:: Text to read

If `int (2^(1//x))/(x^(2))dx= k.2^(1//x)` , then k is equal to :

To solve the integral \( \int \frac{2^{\frac{1}{x}}}{x^2} \, dx = k \cdot 2^{\frac{1}{x}} \), we will follow these steps: ### Step 1: Substitution Let \( t = \frac{1}{x} \). Then, we have: \[ x = \frac{1}{t} \quad \text{and} \quad dx = -\frac{1}{t^2} \, dt \] ### Step 2: Change the integral Substituting \( x \) and \( dx \) into the integral: \[ \int \frac{2^{\frac{1}{x}}}{x^2} \, dx = \int \frac{2^t}{\left(\frac{1}{t}\right)^2} \left(-\frac{1}{t^2}\right) \, dt \] This simplifies to: \[ \int 2^t \cdot t^2 \cdot \left(-\frac{1}{t^2}\right) \, dt = -\int 2^t \, dt \] ### Step 3: Integrate Now we can integrate \( -\int 2^t \, dt \): \[ -\int 2^t \, dt = -\frac{2^t}{\log 2} + C \] ### Step 4: Substitute back Now, substituting back \( t = \frac{1}{x} \): \[ -\frac{2^{\frac{1}{x}}}{\log 2} + C \] ### Step 5: Compare with the given equation We have: \[ \int \frac{2^{\frac{1}{x}}}{x^2} \, dx = -\frac{2^{\frac{1}{x}}}{\log 2} + C \] According to the problem, this equals \( k \cdot 2^{\frac{1}{x}} \). Therefore, we can compare: \[ k \cdot 2^{\frac{1}{x}} = -\frac{2^{\frac{1}{x}}}{\log 2} \] ### Step 6: Solve for \( k \) Dividing both sides by \( 2^{\frac{1}{x}} \) (assuming \( 2^{\frac{1}{x}} \neq 0 \)): \[ k = -\frac{1}{\log 2} \] ### Conclusion Thus, the value of \( k \) is: \[ k = -\frac{1}{\log 2} \]

::::
:: Dataset content

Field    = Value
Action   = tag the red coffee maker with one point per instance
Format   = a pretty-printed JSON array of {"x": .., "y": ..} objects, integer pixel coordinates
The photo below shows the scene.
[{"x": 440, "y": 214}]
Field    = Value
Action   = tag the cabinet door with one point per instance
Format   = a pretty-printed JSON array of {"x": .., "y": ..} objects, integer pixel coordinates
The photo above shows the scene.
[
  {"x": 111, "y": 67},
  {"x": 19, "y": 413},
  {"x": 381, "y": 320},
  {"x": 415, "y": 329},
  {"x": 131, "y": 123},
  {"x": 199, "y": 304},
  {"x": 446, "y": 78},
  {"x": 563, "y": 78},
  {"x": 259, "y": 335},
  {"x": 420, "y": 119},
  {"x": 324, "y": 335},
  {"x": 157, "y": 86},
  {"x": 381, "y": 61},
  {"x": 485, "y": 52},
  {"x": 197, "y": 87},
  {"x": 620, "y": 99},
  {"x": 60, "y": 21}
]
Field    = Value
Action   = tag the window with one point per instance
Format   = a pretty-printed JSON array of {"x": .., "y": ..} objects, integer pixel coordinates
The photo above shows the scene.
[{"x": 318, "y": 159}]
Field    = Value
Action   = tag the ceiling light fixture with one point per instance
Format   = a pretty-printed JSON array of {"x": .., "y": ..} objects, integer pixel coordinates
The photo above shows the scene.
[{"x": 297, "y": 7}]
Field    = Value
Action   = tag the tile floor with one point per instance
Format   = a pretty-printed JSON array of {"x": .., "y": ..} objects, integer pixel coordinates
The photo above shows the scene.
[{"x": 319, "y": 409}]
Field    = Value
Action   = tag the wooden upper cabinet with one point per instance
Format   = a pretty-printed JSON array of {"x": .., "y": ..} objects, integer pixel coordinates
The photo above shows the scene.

::::

*What the exercise asks*:
Give the title of each numbered step in the integral solution above, in order.

*The result*:
1. Substitution
2. Change the integral
3. Integrate
4. Substitute back
5. Compare with the given equation
6. Solve for k